__SET OF TASKS__:
**A.** In the RobotRoss architecture text, list the layer names in the table under "3. RobotRoss Architecture Layers."
**B.** Continue the RobotRoss architecture text after its last sentence.

3. RobotRoss Architecture Layers
| Layer | Component | Description |
|---|---|---|
| Input | Shopify, Telegram, Voice Showcase | Human prompts, uploaded designs, or spoken requests enter through commerce, messaging, or live demo channels. |
| Control | chat_ross.py + bob_ross.py | Interactive session handling and the main job orchestrator decide what the robot should do next. |
| Models | Claude Haiku 4.5, Apertus 8B, Whisper, Kokoro/Voxtral | Planning, narration, STT, and spoken output are split across purpose-specific model components. |
| Execution | Huenit scripts + robot arm | SVG conversion, drawing, calligraphy, calibration, and pyrography are executed against the physical arm. |
| Output | OBS, order ledger, shipped artwork | Sessions are recorded, logged, linked back to the customer journey, and turned into video proof and physical delivery. |
4. Diagram
Shopify / Telegram / Voice
|
v
chat_ross.py / bob_ross.py
|
v
Claude Haiku / Apertus / Whisper / TTS
|
v
huenit_write / huenit_draw / huenit_svg
|
v
Huenit robot arm
|
v
OBS / order ledger / video proof
5. ATF Overlay
The ATF is layered over the live RobotRoss system rather than replacing it:
- the compiled wiki explains the intended architecture and subsystem behavior
- the operational ledger captures what actually happened in production logs
- the local query path lets an operator inspect the system on the local machine
- the voice interface sits on top of the same evidence-backed query layer
6. Four-Layer ATF Surface
| Layer | Component | Description |
|---|---|---|
| Layer 1 | Compiled Wiki | Structured knowledge pages distilled from docs, code, and architecture notes. |
| Layer 2 | Operational Ledger | Normalized production evidence built from raw RobotRoss log streams. |
| Layer 3 | Local Q&A | A local model interface for answering questions over the wiki and ledger without cloud dependency. |
| Layer 4 | Voice Interface | Optional speech loop using Whisper for STT and Voxtral for spoken responses. |
7. Key Runtime Components
- Voice showcase:
listen.pyperforms Whisper STT with VAD,chat_ross.pyhandles the conversation loop, and spoken confirmations can trigger drawing in the background. - Main orchestrator:
bob_ross.pyperforms readiness checks, locking, generation, narration, draw execution, and cleanup. - Drawing pipeline:
huenit_write.py,huenit_draw.py,huenit_svg.py, and sketch composition utilities convert requests into robot motion. - Audio/TTS: the architecture sources mention Kokoro as the primary local neural TTS path, Voxtral for higher-end spoken output, and system-level fallback voices.

__RECORDS SHOWN__:
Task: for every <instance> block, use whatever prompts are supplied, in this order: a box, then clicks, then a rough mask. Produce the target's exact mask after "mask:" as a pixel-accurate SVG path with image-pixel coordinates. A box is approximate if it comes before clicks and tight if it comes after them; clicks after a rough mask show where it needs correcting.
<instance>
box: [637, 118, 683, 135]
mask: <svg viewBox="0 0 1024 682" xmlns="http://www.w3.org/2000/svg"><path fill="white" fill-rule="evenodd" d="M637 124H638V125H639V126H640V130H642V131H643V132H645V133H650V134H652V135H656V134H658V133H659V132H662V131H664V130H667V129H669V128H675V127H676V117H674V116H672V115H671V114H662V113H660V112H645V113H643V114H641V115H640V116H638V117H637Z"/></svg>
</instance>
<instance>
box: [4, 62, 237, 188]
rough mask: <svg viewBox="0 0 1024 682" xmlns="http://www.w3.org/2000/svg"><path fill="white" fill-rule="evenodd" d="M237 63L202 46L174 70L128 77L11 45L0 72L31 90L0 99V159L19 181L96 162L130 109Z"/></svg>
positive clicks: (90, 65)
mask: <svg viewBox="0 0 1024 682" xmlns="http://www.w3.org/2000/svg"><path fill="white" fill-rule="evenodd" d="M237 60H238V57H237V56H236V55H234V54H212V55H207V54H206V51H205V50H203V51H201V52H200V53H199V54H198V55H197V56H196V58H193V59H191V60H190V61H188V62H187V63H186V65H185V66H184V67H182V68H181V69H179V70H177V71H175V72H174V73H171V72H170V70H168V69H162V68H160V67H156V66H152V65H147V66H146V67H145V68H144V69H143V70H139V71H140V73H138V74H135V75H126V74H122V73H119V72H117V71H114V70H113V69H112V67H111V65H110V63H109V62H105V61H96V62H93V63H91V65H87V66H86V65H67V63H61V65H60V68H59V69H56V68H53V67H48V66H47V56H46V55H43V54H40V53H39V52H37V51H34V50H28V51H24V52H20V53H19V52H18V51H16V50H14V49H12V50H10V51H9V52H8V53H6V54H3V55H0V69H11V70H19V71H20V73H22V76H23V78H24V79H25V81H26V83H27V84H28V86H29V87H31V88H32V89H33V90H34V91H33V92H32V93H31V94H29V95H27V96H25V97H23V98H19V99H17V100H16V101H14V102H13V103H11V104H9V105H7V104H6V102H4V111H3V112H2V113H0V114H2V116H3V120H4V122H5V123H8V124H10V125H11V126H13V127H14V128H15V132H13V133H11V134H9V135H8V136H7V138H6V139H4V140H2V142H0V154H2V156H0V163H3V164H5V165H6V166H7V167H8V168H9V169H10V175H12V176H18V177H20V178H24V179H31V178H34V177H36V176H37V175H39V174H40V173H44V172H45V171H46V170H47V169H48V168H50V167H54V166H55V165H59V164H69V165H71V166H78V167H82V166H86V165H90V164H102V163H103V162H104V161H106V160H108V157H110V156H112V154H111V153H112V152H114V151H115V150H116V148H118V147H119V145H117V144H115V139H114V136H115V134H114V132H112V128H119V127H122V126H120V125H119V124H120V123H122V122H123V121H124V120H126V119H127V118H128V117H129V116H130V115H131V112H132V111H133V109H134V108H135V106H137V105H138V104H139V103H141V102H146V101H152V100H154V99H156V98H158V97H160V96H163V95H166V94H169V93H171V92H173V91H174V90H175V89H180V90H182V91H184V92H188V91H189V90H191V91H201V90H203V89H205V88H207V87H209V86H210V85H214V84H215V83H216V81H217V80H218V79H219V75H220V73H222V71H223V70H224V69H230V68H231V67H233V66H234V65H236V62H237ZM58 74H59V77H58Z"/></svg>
--
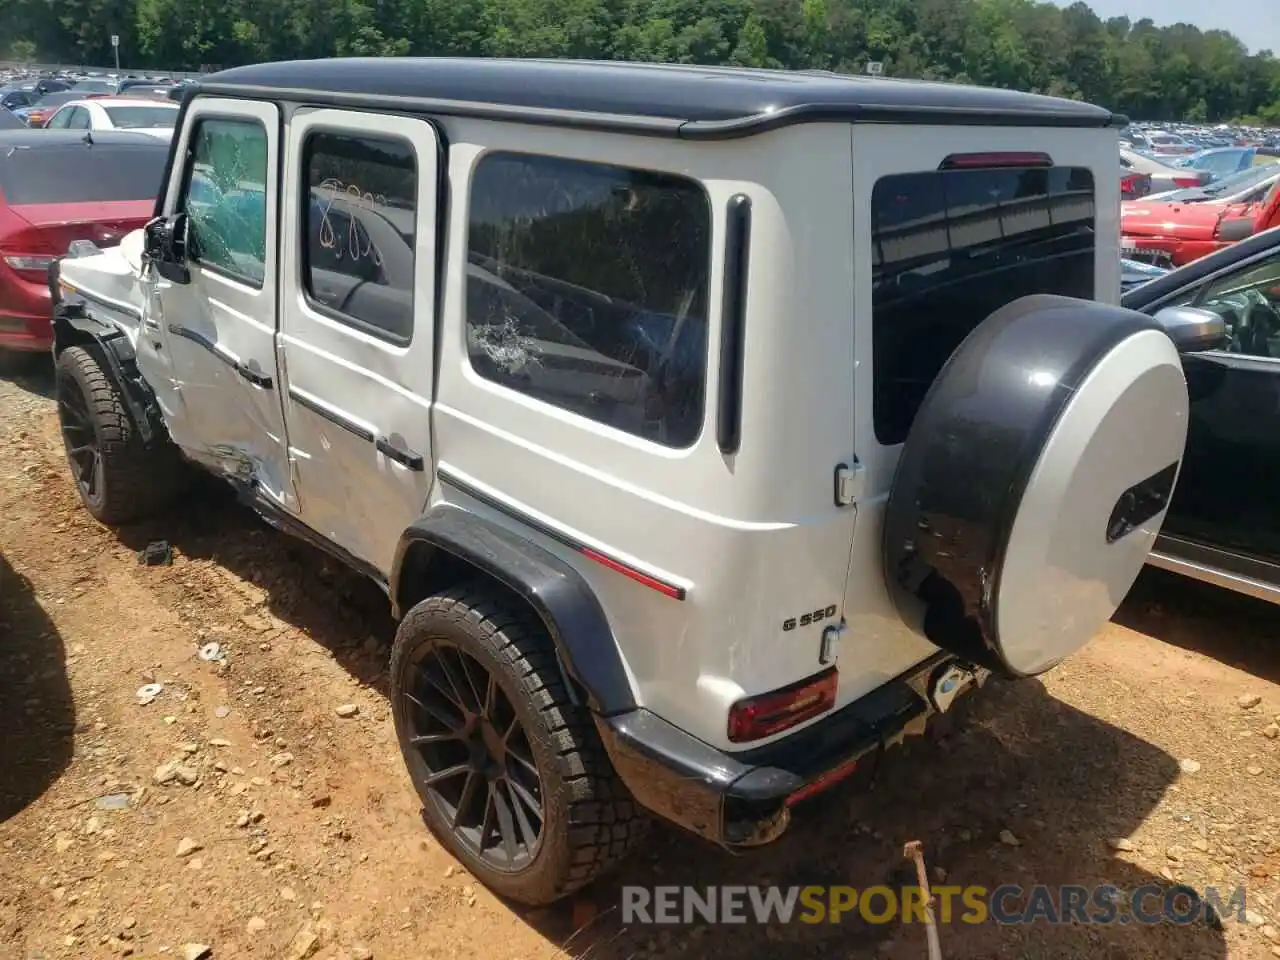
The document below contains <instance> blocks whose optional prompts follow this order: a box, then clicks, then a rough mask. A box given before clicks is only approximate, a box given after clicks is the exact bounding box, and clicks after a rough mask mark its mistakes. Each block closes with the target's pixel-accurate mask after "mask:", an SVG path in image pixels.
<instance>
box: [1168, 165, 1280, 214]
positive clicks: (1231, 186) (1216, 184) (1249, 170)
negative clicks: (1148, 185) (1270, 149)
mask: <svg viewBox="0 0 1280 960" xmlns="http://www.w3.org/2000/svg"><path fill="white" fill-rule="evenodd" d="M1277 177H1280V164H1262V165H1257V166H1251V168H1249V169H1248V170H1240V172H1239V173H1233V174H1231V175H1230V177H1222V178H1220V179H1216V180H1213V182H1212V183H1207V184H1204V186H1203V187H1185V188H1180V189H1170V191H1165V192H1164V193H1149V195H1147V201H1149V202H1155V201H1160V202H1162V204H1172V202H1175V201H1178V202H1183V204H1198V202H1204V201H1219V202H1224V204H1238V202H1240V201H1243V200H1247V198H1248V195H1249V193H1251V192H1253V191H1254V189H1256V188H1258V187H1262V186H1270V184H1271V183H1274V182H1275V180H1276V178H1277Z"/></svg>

__REPLIES__:
**A.** Input, Control, Models, Execution, Output

**B.**
- Studio and proof: OBS captures the run, while the order ledger tracks received time, buyer, content, status, and produced video links.
8. Wall of Fame Operating Model
- The commercial target is a 10×10 Wall of Fame with 100 slots.
- A customer buys a slot, submits a prompt or design, the system dispatches the job, RobotRoss draws it live, proof is recorded, and the physical artwork is shipped.
- This commercial journey matters for the ATF because the technical file must explain not only the robot motion, but also the customer-facing intake and proof chain.
9. Notes and Open Points
- The two source architecture documents describe the same system but emphasize different layers: one is voice-showcase and orchestrator centric, the other is end-to-end commerce/studio centric. The ATF page intentionally merges both views.
- TTS references are not fully aligned across the documents: one source emphasizes Kokoro plus system fallbacks, while another also calls out Voxtral. The ATF should present these as runtime variants rather than contradictory claims.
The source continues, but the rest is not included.